___ EXCERPTED DATA ___

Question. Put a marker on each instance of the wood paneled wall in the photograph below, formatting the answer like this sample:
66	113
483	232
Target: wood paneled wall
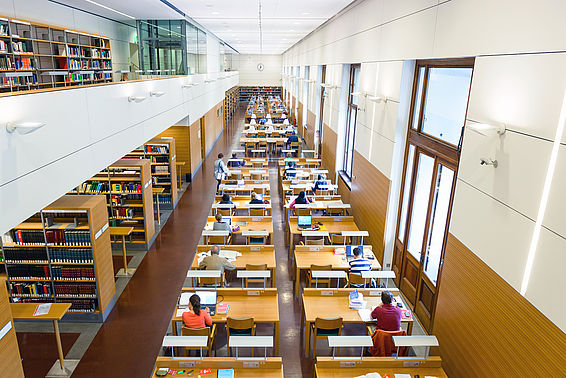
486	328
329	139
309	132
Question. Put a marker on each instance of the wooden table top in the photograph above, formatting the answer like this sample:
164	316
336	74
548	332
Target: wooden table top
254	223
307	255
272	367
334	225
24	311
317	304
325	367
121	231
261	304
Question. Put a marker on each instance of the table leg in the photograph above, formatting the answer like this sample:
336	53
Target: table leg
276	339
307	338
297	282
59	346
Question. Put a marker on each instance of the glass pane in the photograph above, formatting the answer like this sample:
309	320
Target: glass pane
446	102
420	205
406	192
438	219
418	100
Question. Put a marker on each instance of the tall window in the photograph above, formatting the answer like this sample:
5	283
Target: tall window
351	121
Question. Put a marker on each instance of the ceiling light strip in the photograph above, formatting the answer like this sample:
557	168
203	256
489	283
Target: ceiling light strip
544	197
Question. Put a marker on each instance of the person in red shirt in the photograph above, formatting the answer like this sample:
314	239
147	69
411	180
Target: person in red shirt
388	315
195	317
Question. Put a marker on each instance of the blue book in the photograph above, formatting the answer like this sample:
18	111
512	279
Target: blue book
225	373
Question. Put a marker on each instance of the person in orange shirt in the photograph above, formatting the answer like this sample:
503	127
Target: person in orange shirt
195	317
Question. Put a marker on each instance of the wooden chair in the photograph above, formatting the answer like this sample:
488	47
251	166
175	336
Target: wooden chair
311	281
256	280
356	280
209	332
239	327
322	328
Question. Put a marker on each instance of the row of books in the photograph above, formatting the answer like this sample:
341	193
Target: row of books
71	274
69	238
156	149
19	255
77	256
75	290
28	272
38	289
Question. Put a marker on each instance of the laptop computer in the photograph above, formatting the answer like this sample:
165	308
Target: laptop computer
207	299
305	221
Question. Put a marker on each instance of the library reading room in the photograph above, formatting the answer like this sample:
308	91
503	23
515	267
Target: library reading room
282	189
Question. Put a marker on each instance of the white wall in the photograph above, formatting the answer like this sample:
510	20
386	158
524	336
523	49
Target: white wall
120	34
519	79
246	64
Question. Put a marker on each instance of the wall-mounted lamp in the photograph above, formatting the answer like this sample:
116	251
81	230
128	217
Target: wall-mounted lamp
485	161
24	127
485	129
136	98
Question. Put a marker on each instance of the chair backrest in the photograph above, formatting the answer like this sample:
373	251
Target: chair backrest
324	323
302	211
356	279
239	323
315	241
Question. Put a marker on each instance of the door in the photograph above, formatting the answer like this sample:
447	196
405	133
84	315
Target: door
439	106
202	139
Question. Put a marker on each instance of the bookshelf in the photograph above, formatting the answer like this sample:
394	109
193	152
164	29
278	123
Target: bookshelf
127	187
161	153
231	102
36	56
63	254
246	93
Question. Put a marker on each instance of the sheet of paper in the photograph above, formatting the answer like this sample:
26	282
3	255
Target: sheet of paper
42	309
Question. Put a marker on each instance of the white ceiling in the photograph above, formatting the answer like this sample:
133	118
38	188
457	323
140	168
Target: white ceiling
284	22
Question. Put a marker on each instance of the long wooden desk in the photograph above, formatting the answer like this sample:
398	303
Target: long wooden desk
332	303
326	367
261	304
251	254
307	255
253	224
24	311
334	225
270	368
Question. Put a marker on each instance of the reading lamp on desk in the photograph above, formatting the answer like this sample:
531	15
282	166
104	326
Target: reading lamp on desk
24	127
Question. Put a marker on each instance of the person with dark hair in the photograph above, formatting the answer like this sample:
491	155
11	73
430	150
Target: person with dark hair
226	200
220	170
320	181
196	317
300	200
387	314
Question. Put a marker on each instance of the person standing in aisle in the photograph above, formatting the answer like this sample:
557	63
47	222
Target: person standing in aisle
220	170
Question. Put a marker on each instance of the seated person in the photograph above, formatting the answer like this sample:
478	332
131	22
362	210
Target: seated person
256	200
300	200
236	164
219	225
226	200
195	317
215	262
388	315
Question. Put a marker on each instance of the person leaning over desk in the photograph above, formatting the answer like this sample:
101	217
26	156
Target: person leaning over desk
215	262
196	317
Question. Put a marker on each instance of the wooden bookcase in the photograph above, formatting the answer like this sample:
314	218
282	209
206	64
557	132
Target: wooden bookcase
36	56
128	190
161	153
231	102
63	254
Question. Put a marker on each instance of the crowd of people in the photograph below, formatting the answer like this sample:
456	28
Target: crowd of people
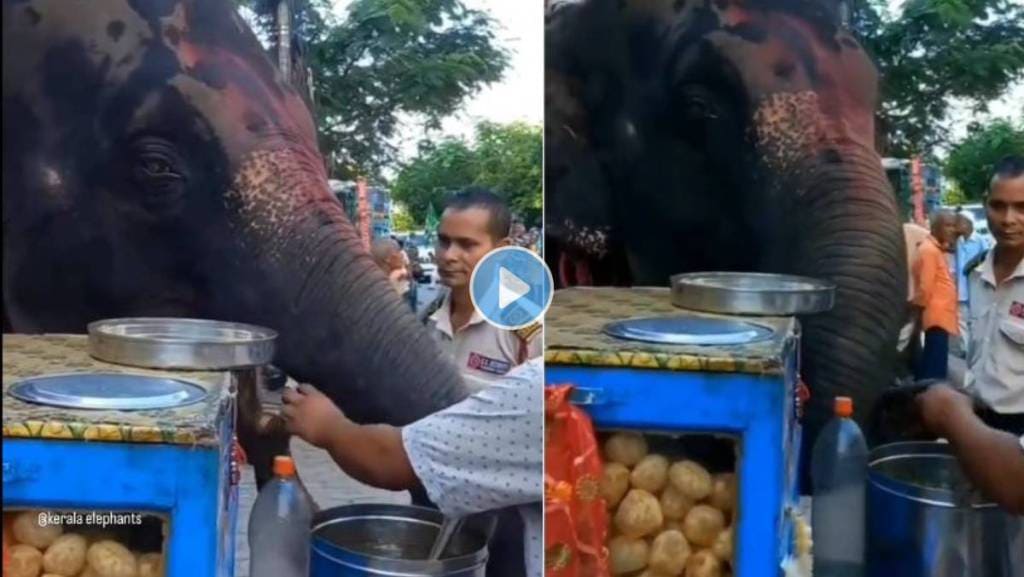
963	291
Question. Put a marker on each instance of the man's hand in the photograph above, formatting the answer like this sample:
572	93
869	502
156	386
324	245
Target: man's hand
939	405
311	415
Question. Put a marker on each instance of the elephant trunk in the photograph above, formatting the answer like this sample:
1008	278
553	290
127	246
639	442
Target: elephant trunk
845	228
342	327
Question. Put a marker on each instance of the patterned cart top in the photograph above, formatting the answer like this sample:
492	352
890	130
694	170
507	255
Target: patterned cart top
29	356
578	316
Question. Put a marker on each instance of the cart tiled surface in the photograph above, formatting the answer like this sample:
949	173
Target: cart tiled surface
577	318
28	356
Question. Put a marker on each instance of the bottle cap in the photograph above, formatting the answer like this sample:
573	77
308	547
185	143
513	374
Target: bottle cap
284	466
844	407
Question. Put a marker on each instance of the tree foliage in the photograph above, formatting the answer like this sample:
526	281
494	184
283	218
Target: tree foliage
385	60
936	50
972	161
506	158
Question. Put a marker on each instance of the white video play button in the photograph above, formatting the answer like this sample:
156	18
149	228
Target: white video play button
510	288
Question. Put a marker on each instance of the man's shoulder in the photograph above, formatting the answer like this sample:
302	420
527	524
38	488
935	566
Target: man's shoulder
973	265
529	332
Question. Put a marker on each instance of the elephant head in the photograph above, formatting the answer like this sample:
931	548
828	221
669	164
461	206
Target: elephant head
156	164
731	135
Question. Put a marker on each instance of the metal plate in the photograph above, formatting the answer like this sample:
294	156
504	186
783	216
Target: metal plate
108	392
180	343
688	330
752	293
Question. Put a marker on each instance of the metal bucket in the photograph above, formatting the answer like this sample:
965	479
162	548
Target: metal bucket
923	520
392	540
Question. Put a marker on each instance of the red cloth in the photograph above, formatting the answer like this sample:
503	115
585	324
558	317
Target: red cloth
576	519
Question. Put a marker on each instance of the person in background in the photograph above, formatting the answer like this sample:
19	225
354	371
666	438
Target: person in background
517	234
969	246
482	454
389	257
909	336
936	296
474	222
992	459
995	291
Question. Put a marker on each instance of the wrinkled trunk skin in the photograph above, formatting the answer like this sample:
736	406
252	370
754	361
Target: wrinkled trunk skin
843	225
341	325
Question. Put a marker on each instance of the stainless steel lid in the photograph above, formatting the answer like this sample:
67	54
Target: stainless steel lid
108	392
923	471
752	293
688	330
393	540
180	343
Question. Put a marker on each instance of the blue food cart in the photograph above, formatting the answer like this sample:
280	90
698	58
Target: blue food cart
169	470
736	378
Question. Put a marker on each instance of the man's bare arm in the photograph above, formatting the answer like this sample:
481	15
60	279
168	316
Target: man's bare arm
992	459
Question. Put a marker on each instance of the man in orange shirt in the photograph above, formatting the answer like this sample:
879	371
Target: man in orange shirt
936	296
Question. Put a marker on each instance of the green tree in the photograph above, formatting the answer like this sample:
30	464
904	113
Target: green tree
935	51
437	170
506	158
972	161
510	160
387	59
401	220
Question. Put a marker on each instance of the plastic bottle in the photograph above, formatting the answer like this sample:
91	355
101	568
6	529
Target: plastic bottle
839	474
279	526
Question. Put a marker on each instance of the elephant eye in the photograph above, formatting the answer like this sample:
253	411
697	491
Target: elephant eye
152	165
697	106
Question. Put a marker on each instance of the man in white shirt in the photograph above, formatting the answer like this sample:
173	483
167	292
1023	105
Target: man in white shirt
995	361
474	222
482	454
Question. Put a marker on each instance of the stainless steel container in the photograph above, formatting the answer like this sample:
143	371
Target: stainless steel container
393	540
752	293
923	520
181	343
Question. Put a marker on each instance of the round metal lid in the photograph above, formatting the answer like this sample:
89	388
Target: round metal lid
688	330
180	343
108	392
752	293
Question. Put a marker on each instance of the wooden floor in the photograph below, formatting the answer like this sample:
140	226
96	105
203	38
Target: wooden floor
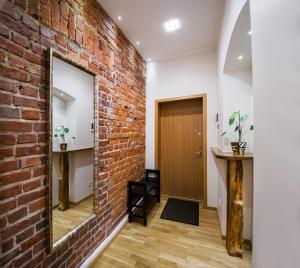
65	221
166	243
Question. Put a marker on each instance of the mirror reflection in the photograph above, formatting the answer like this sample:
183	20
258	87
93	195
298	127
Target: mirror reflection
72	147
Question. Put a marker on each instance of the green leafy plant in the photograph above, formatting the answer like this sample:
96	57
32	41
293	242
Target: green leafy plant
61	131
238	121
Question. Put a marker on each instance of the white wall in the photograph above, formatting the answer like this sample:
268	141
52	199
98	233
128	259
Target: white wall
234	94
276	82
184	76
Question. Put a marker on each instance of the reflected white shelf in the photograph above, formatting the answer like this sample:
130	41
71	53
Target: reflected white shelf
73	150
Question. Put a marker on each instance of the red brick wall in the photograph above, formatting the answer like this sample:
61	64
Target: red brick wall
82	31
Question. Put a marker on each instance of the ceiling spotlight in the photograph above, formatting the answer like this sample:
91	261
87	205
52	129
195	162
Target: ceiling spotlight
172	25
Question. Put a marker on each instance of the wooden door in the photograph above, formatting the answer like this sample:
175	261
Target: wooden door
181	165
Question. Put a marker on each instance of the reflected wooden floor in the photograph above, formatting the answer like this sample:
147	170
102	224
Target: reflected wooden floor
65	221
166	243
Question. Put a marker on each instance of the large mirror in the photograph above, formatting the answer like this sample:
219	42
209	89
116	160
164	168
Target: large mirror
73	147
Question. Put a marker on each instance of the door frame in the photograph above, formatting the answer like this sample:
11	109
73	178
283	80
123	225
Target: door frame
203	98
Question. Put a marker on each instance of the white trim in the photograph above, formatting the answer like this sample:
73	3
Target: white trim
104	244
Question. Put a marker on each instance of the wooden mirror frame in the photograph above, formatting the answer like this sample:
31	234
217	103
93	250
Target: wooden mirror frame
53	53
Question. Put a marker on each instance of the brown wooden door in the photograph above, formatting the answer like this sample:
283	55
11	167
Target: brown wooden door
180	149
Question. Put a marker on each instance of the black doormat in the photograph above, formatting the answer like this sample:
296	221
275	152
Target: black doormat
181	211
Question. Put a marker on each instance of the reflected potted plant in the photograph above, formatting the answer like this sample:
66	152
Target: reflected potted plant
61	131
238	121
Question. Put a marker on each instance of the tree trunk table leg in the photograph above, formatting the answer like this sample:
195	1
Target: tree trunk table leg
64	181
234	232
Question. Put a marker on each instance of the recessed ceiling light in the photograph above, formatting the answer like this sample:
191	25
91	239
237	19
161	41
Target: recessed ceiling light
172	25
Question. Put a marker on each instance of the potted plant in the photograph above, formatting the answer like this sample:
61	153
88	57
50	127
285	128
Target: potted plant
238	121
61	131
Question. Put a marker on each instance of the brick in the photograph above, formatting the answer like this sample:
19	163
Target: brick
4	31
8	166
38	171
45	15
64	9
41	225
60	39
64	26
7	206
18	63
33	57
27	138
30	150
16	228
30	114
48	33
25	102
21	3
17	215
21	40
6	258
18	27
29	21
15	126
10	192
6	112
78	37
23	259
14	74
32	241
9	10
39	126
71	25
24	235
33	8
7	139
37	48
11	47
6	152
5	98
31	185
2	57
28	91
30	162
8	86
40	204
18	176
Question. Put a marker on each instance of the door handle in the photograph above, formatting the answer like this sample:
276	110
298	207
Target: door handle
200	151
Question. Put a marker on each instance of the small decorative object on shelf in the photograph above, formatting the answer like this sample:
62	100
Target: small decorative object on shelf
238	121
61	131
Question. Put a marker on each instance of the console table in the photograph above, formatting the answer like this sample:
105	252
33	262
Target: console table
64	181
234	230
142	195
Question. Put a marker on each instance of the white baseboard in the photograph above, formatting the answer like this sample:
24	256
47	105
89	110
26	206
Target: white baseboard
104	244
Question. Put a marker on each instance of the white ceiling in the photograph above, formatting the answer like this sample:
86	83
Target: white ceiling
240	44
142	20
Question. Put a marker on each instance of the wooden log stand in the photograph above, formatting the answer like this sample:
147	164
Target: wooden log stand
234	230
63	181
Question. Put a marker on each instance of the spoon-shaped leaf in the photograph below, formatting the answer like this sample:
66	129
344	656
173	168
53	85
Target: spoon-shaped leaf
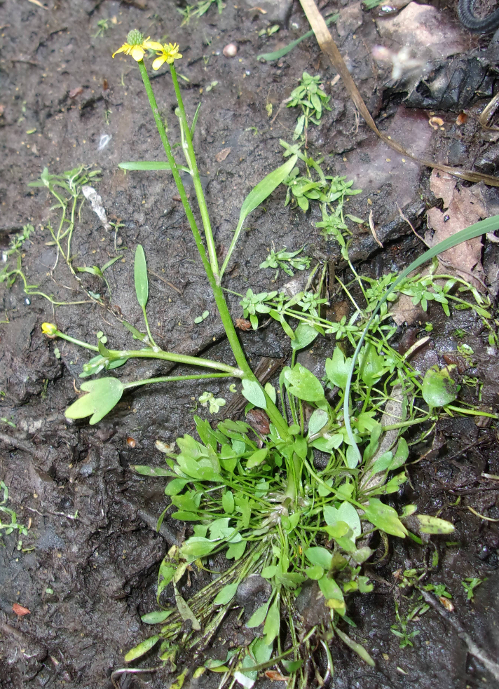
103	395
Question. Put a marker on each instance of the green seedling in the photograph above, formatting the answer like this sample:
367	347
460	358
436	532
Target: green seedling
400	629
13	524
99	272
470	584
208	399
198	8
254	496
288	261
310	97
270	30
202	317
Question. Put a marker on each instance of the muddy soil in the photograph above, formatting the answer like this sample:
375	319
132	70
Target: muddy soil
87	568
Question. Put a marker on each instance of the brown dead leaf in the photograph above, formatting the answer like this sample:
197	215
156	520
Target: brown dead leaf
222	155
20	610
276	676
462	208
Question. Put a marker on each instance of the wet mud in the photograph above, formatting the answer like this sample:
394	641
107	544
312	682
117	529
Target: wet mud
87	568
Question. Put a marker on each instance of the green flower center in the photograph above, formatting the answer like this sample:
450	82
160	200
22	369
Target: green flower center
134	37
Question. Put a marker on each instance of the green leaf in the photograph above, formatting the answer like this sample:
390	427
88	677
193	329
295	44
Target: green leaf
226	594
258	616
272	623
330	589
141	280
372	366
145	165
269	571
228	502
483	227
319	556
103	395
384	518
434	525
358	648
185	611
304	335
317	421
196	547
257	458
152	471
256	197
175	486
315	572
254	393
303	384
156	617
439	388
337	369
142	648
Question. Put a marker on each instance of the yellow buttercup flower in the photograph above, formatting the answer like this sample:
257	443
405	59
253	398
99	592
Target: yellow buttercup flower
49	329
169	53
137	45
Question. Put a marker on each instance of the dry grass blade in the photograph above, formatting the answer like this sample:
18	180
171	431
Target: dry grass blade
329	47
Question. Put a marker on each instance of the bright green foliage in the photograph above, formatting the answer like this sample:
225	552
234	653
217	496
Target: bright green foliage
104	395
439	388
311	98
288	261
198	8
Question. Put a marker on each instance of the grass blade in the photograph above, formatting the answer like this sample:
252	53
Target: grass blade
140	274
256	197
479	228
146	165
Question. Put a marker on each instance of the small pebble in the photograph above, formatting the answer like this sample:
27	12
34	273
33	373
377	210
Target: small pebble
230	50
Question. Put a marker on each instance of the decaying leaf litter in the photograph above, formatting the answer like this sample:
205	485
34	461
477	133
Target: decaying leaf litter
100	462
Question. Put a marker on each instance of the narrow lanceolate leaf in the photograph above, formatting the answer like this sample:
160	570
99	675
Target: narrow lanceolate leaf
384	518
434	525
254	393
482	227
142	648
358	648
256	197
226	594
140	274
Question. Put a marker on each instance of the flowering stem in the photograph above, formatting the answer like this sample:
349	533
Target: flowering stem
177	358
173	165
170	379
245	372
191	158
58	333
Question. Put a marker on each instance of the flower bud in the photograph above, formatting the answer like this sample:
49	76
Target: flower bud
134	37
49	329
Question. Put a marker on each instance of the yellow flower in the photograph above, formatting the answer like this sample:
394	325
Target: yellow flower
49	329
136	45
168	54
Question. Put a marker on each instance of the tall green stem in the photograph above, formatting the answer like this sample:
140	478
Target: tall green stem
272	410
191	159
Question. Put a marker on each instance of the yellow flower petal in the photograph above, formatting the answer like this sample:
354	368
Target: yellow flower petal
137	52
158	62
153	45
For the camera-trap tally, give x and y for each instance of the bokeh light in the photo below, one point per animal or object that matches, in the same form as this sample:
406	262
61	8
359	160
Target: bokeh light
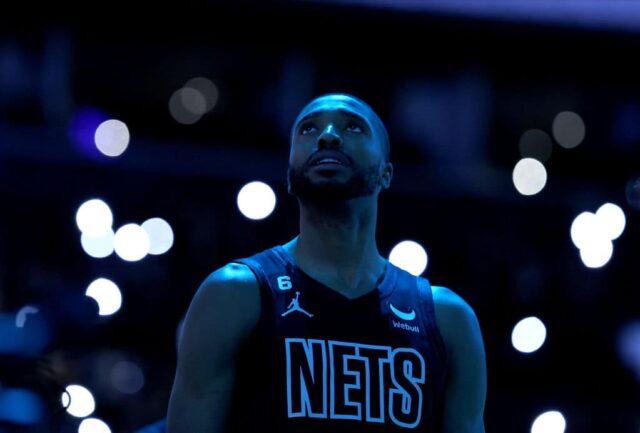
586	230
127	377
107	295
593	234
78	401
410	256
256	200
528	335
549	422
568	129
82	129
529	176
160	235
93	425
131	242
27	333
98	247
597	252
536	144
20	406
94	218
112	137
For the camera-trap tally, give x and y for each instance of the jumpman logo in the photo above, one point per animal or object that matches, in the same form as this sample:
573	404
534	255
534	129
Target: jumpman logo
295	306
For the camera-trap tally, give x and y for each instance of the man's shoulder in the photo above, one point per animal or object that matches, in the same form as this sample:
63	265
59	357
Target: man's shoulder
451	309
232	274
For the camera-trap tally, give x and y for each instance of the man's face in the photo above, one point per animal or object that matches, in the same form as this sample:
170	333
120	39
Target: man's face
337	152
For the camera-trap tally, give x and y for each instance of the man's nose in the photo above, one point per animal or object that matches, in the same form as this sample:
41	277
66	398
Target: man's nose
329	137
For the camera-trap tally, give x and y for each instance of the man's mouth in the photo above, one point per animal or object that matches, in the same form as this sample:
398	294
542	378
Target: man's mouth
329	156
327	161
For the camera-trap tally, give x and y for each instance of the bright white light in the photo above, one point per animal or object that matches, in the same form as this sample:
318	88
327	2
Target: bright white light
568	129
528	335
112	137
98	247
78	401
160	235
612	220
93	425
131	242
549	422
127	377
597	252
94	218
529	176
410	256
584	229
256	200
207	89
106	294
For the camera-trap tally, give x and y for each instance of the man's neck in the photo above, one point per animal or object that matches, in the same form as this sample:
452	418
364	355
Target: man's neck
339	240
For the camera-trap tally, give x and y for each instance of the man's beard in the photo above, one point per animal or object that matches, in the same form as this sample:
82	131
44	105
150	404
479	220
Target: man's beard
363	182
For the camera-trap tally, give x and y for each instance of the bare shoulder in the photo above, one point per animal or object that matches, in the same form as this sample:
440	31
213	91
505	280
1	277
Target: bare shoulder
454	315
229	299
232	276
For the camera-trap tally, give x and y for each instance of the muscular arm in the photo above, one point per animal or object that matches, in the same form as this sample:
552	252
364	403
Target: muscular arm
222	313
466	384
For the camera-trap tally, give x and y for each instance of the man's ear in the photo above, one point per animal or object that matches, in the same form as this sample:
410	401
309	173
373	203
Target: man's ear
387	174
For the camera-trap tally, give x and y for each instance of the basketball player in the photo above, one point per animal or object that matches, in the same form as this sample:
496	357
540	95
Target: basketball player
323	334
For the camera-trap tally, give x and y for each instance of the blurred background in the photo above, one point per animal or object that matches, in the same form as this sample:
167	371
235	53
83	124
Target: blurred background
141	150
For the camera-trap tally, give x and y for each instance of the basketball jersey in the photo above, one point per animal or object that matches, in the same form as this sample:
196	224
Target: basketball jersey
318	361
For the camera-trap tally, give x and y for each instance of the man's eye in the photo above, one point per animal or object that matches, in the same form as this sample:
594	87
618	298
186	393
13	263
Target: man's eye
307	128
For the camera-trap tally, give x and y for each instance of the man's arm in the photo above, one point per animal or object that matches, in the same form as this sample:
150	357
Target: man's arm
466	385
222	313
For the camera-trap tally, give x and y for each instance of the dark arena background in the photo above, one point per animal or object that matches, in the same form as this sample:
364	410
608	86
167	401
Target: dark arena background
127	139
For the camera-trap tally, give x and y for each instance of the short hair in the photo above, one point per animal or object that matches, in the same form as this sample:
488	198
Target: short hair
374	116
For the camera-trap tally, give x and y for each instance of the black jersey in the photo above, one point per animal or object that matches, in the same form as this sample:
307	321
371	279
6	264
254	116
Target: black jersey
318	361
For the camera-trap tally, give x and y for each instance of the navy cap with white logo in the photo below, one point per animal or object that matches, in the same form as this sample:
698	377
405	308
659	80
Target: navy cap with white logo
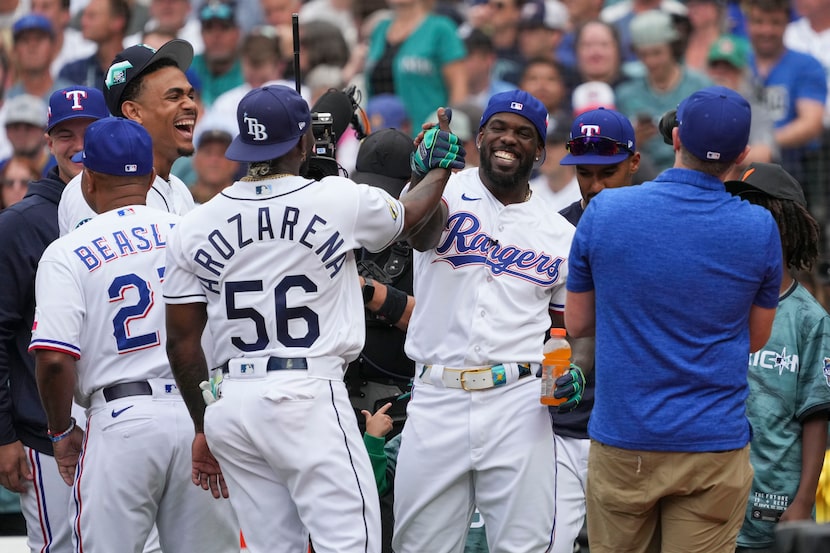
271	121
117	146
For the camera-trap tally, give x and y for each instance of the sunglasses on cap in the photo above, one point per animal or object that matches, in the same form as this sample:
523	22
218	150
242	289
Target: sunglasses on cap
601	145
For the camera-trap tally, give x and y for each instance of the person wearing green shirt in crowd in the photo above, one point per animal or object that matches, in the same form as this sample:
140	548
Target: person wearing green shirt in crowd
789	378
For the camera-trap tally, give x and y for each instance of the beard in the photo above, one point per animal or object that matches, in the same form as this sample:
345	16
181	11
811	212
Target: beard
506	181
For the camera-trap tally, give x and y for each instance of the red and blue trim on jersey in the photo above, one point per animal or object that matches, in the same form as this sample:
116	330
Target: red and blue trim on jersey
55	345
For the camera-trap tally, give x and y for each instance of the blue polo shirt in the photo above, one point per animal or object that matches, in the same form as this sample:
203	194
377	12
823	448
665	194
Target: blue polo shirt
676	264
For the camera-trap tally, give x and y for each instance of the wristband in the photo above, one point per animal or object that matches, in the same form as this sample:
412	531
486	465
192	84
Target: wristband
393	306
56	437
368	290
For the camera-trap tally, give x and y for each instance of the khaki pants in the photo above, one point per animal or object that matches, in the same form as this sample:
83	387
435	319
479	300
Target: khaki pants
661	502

___

ASSIGNMENT
Search the entries for the string "below" and collect each line that has it.

FINISHED EXERCISE
Question. Put a marker on each instance of the wood paneled wall in the photograph below, formatting the answer like this sample:
Question. Put a marker on each instance of the crowd of people in the photograph below, formatting the answer like this sample:
Question. Put a marker on each instance of the wooden floor in the photograph below, formatting the answer like this sample:
Question. Put a marker on each instance of the spoon-shaped leaf in the photograph below, formatting the answer like this sample:
For the camera-trap tally, give x and y for each instance of the bokeh light in the photo below, one point per animal or object that matches, in the same form as this sample:
For the camera-trap tally, give x and y for each instance of the navy cap with white logo in the photo below, one point per animal or object that matches, in the same form as this sample:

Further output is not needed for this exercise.